Source records

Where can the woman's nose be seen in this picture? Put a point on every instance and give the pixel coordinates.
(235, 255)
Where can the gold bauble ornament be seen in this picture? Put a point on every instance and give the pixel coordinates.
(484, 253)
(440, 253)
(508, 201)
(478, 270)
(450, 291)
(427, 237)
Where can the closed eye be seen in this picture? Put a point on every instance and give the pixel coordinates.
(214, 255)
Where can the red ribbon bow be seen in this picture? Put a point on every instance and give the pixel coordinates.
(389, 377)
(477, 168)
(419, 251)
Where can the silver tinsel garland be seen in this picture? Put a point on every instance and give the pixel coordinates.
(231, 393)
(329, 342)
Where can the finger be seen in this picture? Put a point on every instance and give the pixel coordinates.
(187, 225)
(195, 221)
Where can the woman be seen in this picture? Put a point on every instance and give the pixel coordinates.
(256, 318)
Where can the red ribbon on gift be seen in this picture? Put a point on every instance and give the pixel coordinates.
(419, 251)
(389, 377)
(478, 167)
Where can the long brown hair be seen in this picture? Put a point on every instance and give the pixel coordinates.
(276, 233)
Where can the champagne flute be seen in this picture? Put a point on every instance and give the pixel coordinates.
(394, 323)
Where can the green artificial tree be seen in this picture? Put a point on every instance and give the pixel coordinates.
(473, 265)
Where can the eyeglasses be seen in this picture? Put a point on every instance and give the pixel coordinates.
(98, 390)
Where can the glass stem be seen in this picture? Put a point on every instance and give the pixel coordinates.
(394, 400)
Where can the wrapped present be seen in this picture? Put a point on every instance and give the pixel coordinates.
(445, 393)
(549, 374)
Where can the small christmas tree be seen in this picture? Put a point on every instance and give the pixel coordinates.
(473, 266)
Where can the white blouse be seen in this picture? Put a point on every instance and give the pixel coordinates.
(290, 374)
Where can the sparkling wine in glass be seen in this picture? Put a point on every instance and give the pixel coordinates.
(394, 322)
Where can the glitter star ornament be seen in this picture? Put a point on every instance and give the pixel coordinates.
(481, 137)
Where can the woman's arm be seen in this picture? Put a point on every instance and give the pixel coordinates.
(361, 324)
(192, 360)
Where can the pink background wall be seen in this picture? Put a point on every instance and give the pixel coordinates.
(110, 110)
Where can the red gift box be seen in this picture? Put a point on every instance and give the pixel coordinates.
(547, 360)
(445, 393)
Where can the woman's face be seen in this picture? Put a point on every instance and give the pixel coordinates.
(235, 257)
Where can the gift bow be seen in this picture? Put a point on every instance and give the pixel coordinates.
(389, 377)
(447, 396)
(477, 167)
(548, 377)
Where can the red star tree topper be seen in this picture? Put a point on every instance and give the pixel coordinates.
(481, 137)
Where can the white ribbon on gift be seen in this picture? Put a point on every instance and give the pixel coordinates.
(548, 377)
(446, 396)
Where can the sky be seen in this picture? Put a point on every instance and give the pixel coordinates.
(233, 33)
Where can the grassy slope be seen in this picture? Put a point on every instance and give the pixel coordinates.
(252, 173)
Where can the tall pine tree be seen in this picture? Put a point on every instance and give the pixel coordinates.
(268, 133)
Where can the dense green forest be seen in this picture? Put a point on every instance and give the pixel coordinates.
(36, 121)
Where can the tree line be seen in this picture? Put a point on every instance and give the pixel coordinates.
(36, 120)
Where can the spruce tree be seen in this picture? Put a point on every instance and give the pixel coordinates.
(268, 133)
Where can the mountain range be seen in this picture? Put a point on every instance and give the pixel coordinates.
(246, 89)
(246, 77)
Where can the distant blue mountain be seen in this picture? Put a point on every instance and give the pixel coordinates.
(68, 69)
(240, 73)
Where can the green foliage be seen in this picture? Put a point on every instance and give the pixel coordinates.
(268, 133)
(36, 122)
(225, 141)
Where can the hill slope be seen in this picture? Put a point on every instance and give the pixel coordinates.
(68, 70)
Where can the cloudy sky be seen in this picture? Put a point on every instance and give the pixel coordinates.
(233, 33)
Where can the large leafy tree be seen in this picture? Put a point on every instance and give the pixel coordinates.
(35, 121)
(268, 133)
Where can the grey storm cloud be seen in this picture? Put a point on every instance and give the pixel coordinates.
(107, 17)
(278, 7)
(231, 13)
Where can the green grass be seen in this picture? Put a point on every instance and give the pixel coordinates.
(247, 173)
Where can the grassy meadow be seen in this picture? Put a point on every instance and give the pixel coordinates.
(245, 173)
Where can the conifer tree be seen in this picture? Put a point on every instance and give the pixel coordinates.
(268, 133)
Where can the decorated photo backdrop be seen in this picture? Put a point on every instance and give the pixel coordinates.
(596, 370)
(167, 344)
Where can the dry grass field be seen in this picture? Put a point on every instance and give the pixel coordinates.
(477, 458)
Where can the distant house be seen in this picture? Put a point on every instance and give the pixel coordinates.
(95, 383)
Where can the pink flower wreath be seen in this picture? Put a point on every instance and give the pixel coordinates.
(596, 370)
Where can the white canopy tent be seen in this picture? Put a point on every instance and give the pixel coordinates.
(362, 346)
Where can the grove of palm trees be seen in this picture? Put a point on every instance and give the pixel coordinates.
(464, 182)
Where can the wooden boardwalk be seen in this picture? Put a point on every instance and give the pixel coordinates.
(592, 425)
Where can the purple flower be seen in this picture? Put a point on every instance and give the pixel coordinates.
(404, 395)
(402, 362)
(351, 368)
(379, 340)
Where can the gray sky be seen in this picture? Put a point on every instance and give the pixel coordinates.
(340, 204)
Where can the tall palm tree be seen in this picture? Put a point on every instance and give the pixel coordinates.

# [WHAT YOU NEED TO DO]
Could you repeat the data verbatim, starting at the line that contains "Where can the wooden" and stopping after the final line of the data?

# [TASK RESULT]
Where can the wooden boardwalk be seen in this picture? Put a point on every instance and give the pixel coordinates.
(592, 425)
Where can the purple flower be seen in this picture? Put a point on every instance and give the pixel coordinates.
(404, 395)
(402, 362)
(351, 368)
(379, 340)
Where can the gray sky be seen in this picture? Put a point on every instance and give the pixel coordinates.
(340, 204)
Where can the tall palm tree be seen in this picture? Put a point on every instance and give the pixel coordinates.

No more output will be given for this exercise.